> _DOCUMENT SEGMENT_:

......

In the third level, you begin to formalize the models implicit in these prior two steps, and build lists of folks to target based on their predicted propensity to buy (lots) from you.  So for example, you might say, "Folks who bought this much of this product this frequently, this recently who live in Greenwich and who visited our web site last week have this probability of buying this much from me, so therefore I can afford to target them with a marketing program that costs $x per person."  That's "predictive modelling".

Some folks evaluate the sophistication of a targeting capability by how fine-grained the target segments get, or by how close to 1-1 personalization you can get.  In my experience, there's often diminishing returns to this, often because the firm can't always practically execute differentiated experiences even if the marginal value of a personalized experience warrants it.  This isn't universally the case of course: promotional offers and similar experience variables (e.g., credit limits) are easier to vary than, say, a hotel lobby.  

Content

Again, a simple progression here, for me defined by the complexity of the content you can provide ("plain", "rich", "interactive") and by the flexibility and precision ("none", "pre-defined options", "custom options") with which you can target it through any given channel or combination of channels.

......

> _JOB_: Reproduce the passage on marketing targeting word for word, from "Some folks evaluate" to "combination of channels.". The listing after this text is separate material.

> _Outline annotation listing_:
......

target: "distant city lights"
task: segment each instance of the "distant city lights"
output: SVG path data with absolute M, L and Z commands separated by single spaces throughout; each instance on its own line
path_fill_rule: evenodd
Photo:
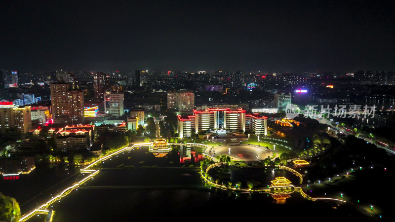
M 306 93 L 306 92 L 307 92 L 307 90 L 306 90 L 306 89 L 297 89 L 297 90 L 295 90 L 295 92 L 296 92 L 296 93 Z

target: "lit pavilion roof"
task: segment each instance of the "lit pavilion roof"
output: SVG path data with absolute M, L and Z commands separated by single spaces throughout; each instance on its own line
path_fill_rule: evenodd
M 274 181 L 271 181 L 273 186 L 288 185 L 290 185 L 291 182 L 284 177 L 276 177 Z
M 310 163 L 304 159 L 297 159 L 293 162 L 296 165 L 308 165 Z

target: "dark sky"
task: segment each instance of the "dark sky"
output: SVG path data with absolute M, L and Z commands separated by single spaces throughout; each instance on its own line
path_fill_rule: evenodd
M 0 68 L 395 70 L 395 1 L 0 0 Z

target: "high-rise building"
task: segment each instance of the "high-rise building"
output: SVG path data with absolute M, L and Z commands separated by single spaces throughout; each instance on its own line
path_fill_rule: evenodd
M 167 110 L 175 111 L 178 108 L 178 92 L 176 91 L 167 92 Z
M 112 92 L 109 95 L 110 114 L 120 116 L 123 114 L 123 93 Z
M 136 70 L 134 72 L 134 85 L 136 86 L 140 86 L 141 84 L 140 74 L 140 70 Z
M 191 136 L 191 132 L 199 130 L 225 129 L 239 132 L 252 129 L 256 135 L 267 135 L 266 116 L 246 114 L 241 108 L 207 108 L 203 111 L 194 110 L 192 115 L 178 115 L 177 130 L 180 138 Z
M 95 99 L 104 99 L 104 91 L 108 88 L 106 74 L 99 72 L 93 74 L 93 93 Z
M 21 97 L 21 99 L 23 99 L 24 105 L 33 104 L 36 103 L 34 94 L 25 94 L 23 93 Z
M 0 70 L 0 89 L 4 88 L 4 71 Z
M 19 86 L 19 82 L 18 82 L 18 72 L 17 71 L 12 71 L 11 72 L 11 75 L 12 78 L 12 85 L 14 86 L 17 87 Z
M 195 94 L 191 91 L 179 91 L 178 108 L 180 111 L 192 111 L 195 108 Z
M 275 108 L 278 111 L 285 111 L 286 106 L 291 104 L 291 95 L 290 93 L 278 92 L 275 94 Z
M 51 101 L 54 123 L 82 123 L 84 100 L 82 92 L 70 90 L 70 83 L 51 83 Z
M 32 120 L 38 119 L 40 124 L 45 123 L 49 120 L 50 114 L 48 110 L 31 110 L 31 114 Z
M 69 97 L 68 111 L 69 118 L 72 124 L 84 122 L 84 98 L 82 91 L 70 90 L 68 91 Z
M 138 125 L 144 125 L 145 122 L 144 110 L 134 109 L 130 111 L 130 116 L 136 117 Z
M 0 130 L 15 129 L 26 133 L 32 128 L 30 107 L 18 106 L 12 102 L 0 103 Z
M 69 120 L 68 91 L 70 84 L 55 83 L 50 84 L 52 119 L 54 123 L 67 123 Z
M 191 91 L 167 92 L 167 110 L 192 111 L 195 107 L 195 94 Z

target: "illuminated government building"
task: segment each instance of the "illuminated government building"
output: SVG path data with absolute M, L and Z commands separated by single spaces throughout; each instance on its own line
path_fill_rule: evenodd
M 241 108 L 207 108 L 194 110 L 192 115 L 178 115 L 178 132 L 180 138 L 191 137 L 191 132 L 223 129 L 230 132 L 251 129 L 256 135 L 267 135 L 267 119 L 257 114 L 245 114 Z

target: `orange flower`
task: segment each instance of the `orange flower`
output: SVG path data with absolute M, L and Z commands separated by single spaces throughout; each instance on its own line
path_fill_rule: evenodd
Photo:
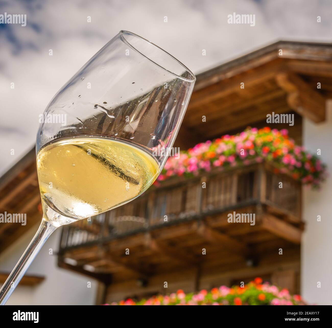
M 255 283 L 257 285 L 260 285 L 263 282 L 263 281 L 261 278 L 260 278 L 259 277 L 257 277 L 257 278 L 255 278 L 255 280 L 254 281 Z
M 239 297 L 236 297 L 234 299 L 234 305 L 242 305 L 242 301 Z
M 264 301 L 265 299 L 266 296 L 265 294 L 260 294 L 258 295 L 257 298 L 260 301 Z
M 262 152 L 264 154 L 267 154 L 270 151 L 270 148 L 267 146 L 265 146 L 262 148 Z

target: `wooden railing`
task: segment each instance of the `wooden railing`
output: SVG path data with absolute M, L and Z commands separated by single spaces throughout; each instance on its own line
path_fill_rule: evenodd
M 264 164 L 174 179 L 124 205 L 65 226 L 59 252 L 251 205 L 299 223 L 300 200 L 299 183 Z

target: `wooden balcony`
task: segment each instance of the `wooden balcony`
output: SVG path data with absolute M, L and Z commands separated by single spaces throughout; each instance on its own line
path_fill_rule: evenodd
M 273 172 L 257 164 L 150 188 L 90 221 L 65 226 L 59 265 L 109 282 L 111 276 L 120 281 L 187 268 L 269 267 L 268 258 L 279 265 L 273 259 L 281 248 L 288 250 L 283 260 L 299 260 L 300 184 Z M 254 225 L 229 223 L 234 211 L 254 214 Z

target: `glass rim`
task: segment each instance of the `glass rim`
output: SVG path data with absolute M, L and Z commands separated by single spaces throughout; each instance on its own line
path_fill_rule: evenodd
M 124 42 L 125 42 L 125 43 L 127 44 L 129 46 L 130 46 L 132 49 L 134 49 L 135 51 L 137 51 L 137 52 L 138 52 L 141 55 L 144 57 L 146 58 L 147 59 L 149 60 L 150 61 L 153 63 L 155 65 L 157 65 L 157 66 L 160 67 L 161 68 L 162 68 L 163 69 L 165 70 L 165 71 L 166 71 L 169 73 L 170 73 L 173 75 L 174 75 L 175 76 L 176 76 L 179 78 L 181 79 L 181 80 L 183 80 L 185 81 L 188 81 L 188 82 L 195 82 L 196 81 L 196 77 L 195 76 L 195 74 L 194 74 L 194 73 L 193 73 L 193 72 L 190 70 L 185 65 L 184 65 L 182 62 L 181 62 L 181 61 L 180 61 L 180 60 L 178 60 L 175 57 L 174 57 L 173 56 L 172 56 L 172 55 L 171 55 L 170 53 L 169 53 L 167 51 L 166 51 L 163 49 L 160 48 L 160 47 L 154 44 L 154 43 L 152 43 L 152 42 L 150 42 L 148 40 L 147 40 L 146 39 L 144 39 L 144 38 L 142 38 L 141 37 L 140 37 L 139 35 L 137 35 L 137 34 L 135 34 L 135 33 L 132 33 L 132 32 L 130 32 L 129 31 L 126 31 L 125 30 L 122 30 L 120 31 L 119 33 L 121 35 L 121 39 L 123 40 L 123 41 Z M 158 63 L 156 63 L 154 61 L 152 60 L 152 59 L 151 59 L 151 58 L 149 58 L 148 57 L 147 57 L 145 55 L 144 55 L 143 54 L 142 54 L 140 51 L 138 50 L 134 46 L 133 46 L 128 41 L 126 40 L 125 38 L 124 37 L 124 34 L 129 34 L 130 35 L 132 36 L 133 36 L 139 39 L 140 39 L 142 41 L 144 41 L 145 42 L 146 42 L 147 43 L 149 43 L 149 44 L 152 45 L 152 46 L 155 47 L 155 48 L 158 49 L 159 50 L 162 51 L 166 55 L 167 55 L 168 56 L 170 57 L 171 58 L 175 60 L 178 63 L 180 64 L 180 65 L 182 66 L 182 67 L 183 67 L 185 69 L 185 70 L 187 72 L 188 72 L 188 73 L 189 73 L 191 75 L 192 77 L 192 79 L 187 79 L 186 78 L 183 77 L 182 76 L 180 76 L 178 74 L 176 74 L 176 73 L 174 73 L 174 72 L 172 72 L 171 71 L 169 70 L 168 69 L 167 69 L 167 68 L 165 68 L 163 66 L 162 66 L 160 64 L 158 64 Z

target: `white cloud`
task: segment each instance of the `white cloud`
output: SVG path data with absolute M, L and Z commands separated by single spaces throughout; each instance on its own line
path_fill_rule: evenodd
M 27 25 L 0 27 L 0 175 L 32 146 L 38 116 L 58 90 L 121 30 L 197 73 L 277 40 L 329 41 L 332 29 L 327 0 L 11 1 L 5 12 L 26 14 Z M 228 24 L 233 12 L 255 14 L 255 26 Z

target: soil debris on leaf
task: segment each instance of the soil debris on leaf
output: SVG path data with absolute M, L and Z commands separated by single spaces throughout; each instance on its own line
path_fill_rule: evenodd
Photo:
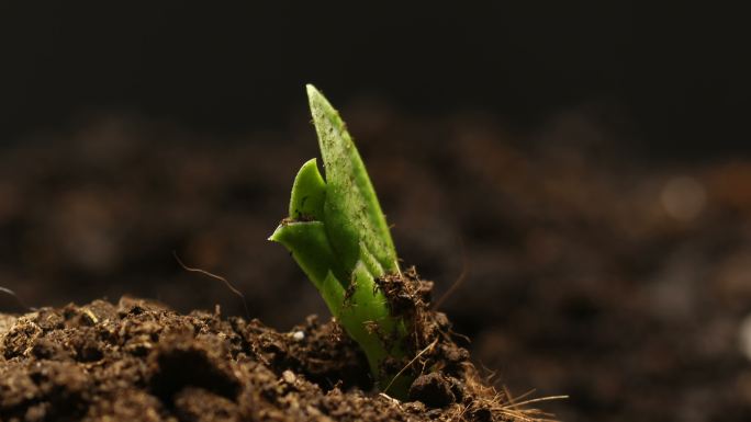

......

> _COMPLETE RESPONSE_:
Some folks evaluate the sophistication of a targeting capability by how fine-grained the target segments get, or by how close to 1-1 personalization you can get.  In my experience, there's often diminishing returns to this, often because the firm can't always practically execute differentiated experiences even if the marginal value of a personalized experience warrants it.  This isn't universally the case of course: promotional offers and similar experience variables (e.g., credit limits) are easier to vary than, say, a hotel lobby.  

Content

Again, a simple progression here, for me defined by the complexity of the content you can provide ("plain", "rich", "interactive") and by the flexibility and precision ("none", "pre-defined options", "custom options") with which you can target it through any given channel or combination of channels.